Wandle die Auflistung ab der Zeile mit „Tag every instance of the ferrari silver“ bis zu ihrem Ende, beide Enden eingeschlossen, in eine zweispaltige CSV-Datei mit den Spalten „text“ und „antwort“ um. Jede Zeile enthält einen Text und seine Antwort, jeweils in Anführungszeichen in einem Feld und mit Leerzeichen statt Zeilenumbrüchen.
● ● ●
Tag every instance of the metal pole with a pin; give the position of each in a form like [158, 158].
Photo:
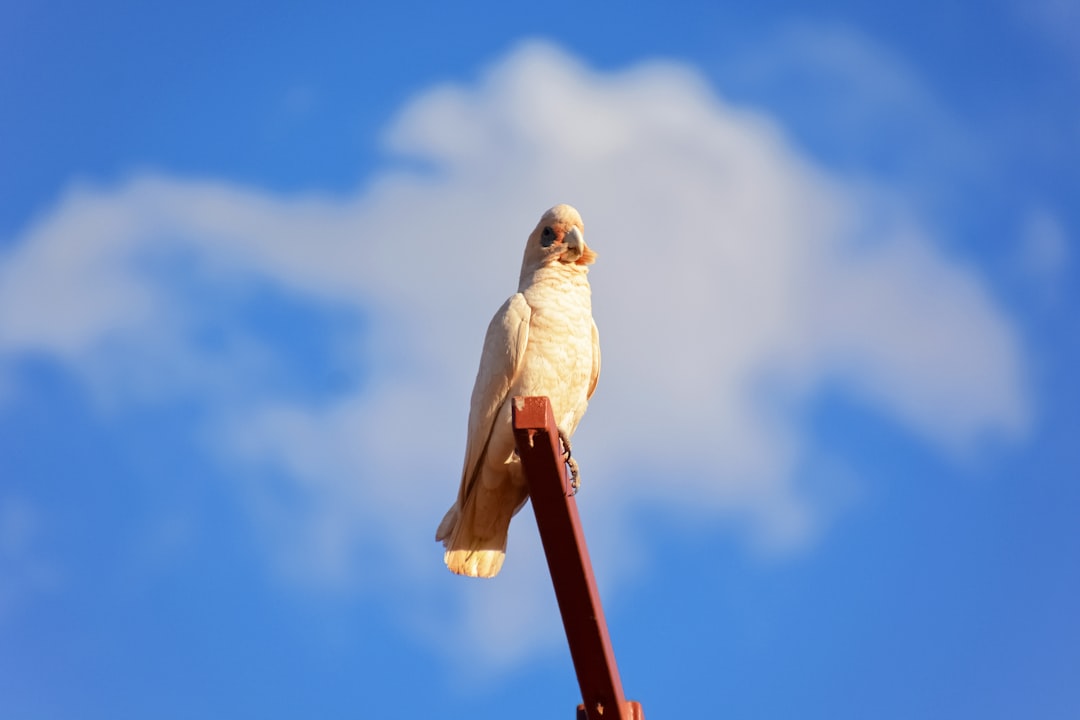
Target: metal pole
[571, 571]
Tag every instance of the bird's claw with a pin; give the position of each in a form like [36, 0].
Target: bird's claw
[575, 475]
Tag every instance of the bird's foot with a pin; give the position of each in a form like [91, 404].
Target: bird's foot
[575, 475]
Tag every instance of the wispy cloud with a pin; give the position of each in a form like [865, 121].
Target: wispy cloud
[736, 279]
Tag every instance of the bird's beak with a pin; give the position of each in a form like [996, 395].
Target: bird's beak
[577, 252]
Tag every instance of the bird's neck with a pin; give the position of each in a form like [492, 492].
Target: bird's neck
[553, 273]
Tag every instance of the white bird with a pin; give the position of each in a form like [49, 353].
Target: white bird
[542, 341]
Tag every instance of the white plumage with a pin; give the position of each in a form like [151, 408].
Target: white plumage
[542, 341]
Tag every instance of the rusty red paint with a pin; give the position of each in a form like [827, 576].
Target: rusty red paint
[571, 570]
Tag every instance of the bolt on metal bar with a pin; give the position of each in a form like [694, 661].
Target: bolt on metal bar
[571, 570]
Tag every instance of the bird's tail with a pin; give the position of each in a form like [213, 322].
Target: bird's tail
[475, 535]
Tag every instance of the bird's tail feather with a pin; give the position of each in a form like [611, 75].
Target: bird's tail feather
[475, 535]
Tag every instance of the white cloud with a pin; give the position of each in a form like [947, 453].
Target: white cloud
[1043, 247]
[734, 279]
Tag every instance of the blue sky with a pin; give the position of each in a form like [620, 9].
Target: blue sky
[247, 256]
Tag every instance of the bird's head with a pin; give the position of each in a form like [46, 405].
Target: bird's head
[559, 236]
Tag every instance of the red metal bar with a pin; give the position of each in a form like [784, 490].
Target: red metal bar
[571, 571]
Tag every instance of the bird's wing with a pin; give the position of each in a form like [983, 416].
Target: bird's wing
[596, 362]
[499, 365]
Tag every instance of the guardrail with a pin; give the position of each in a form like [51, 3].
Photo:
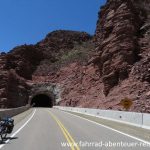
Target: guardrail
[132, 118]
[13, 111]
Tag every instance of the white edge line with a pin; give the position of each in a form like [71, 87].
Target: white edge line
[133, 137]
[19, 129]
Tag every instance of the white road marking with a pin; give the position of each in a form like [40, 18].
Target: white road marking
[19, 129]
[133, 137]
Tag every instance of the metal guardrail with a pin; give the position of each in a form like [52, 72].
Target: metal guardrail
[133, 118]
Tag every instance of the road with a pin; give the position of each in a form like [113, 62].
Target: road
[51, 129]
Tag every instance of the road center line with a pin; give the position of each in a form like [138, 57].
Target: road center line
[19, 129]
[72, 143]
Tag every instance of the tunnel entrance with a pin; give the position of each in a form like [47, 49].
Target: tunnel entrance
[41, 100]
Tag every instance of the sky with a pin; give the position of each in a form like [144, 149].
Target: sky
[29, 21]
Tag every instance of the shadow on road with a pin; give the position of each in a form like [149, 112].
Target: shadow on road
[7, 138]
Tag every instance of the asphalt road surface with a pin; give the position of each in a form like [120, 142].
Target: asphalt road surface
[51, 129]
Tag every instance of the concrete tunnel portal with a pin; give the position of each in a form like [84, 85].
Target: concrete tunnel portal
[41, 100]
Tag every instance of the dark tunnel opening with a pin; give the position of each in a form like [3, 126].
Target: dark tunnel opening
[41, 100]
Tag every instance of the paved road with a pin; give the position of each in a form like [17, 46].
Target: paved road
[50, 129]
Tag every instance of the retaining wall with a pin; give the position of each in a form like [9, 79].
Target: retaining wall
[132, 118]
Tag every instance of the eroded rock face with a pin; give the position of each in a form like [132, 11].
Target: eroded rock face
[117, 38]
[19, 65]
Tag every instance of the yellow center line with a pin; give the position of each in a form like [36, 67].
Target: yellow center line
[67, 135]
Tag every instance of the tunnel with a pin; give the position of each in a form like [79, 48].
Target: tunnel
[41, 100]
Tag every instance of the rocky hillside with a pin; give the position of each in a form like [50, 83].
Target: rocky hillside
[96, 71]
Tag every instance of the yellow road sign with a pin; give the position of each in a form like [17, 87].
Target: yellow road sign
[126, 103]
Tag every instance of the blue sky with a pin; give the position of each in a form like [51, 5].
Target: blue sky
[28, 21]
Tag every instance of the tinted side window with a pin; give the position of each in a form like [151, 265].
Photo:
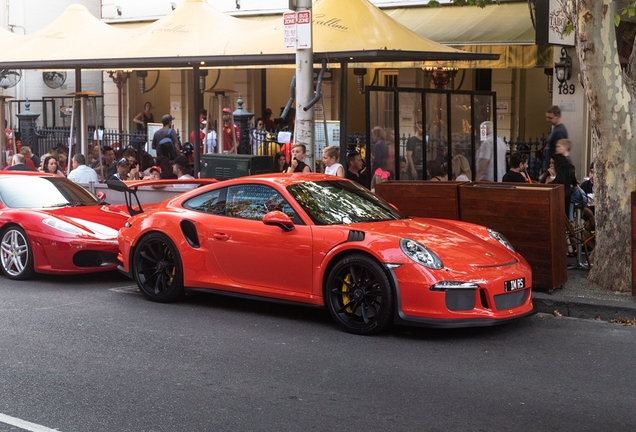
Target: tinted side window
[255, 201]
[209, 202]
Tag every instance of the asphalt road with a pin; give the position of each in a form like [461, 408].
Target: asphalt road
[89, 354]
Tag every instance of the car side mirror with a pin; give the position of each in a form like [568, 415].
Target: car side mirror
[280, 219]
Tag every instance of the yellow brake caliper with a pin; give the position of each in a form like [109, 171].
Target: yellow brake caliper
[345, 288]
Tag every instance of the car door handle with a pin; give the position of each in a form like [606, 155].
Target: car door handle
[220, 236]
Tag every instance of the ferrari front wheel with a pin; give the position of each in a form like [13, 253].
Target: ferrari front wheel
[17, 256]
[359, 295]
[157, 268]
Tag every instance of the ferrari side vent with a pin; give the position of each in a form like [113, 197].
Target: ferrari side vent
[355, 236]
[190, 233]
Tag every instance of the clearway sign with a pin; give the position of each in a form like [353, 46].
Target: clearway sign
[297, 30]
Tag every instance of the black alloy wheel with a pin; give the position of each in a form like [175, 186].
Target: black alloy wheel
[157, 268]
[359, 295]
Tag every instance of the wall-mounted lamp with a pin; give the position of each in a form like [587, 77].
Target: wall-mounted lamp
[550, 74]
[360, 73]
[202, 74]
[563, 67]
[440, 76]
[141, 78]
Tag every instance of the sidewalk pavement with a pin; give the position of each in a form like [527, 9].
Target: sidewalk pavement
[580, 298]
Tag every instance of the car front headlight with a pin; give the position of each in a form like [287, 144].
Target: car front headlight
[420, 254]
[61, 226]
[500, 238]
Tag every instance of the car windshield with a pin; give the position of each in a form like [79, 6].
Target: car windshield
[340, 202]
[17, 191]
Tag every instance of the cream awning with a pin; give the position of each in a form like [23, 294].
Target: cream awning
[503, 24]
[76, 37]
[196, 32]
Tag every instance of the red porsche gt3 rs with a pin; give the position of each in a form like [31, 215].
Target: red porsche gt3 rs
[53, 225]
[326, 241]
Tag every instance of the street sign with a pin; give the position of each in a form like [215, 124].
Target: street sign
[303, 30]
[297, 30]
[289, 23]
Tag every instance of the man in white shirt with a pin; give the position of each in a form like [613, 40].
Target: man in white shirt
[80, 172]
[181, 167]
[485, 157]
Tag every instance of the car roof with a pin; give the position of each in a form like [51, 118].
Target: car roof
[286, 179]
[27, 173]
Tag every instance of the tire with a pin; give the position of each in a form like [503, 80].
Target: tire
[157, 269]
[16, 255]
[359, 295]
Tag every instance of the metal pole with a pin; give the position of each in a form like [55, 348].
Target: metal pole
[3, 135]
[195, 119]
[78, 127]
[220, 135]
[83, 126]
[343, 114]
[304, 128]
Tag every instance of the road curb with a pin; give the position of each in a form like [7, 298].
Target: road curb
[579, 307]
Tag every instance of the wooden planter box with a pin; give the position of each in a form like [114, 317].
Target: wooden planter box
[532, 219]
[422, 198]
[530, 216]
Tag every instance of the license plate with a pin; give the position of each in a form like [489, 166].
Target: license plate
[515, 284]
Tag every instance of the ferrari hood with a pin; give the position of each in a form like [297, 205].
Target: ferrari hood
[101, 220]
[451, 241]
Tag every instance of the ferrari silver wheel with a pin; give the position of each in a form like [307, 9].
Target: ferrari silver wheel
[16, 256]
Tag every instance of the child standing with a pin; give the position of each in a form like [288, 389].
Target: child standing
[299, 151]
[329, 157]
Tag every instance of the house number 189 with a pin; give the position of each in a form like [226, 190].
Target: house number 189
[566, 88]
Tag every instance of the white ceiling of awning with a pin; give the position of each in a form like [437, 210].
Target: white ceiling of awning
[503, 24]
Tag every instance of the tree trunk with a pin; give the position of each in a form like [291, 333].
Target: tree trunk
[611, 104]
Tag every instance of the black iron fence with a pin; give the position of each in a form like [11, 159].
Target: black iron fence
[58, 137]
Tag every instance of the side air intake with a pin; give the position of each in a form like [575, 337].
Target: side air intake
[355, 236]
● ● ●
_Ergebnis der Übung_:
text,antwort
"Tag every instance of the ferrari silver wheel with a pin; give the position of each in a form like [307, 9]. Target: ferrari silver wheel","[16, 256]"
"Tag every instance of the child standing with a pin; give the position of each in a form like [288, 389]. Target: child standing","[299, 151] [329, 157]"
"Tag every instance of the house number 189 with a pin; give the position of each in a form like [226, 190]. Target: house number 189","[566, 88]"
"Tag every instance of the white ceiling of awning with a pin; give the position of each in a form like [437, 210]. Target: white ceiling of awning","[503, 24]"
"Tag every instance of the tree trunk with a pin; give the position of each in a form like [291, 333]. Target: tree trunk","[611, 104]"
"Tag every instance of the black iron fence with a pin; give the position of each in a form like [11, 159]. Target: black iron fence","[58, 137]"
"Tag every instance of the side air intake with a pin; give the position of each in a form like [575, 337]. Target: side air intake","[355, 236]"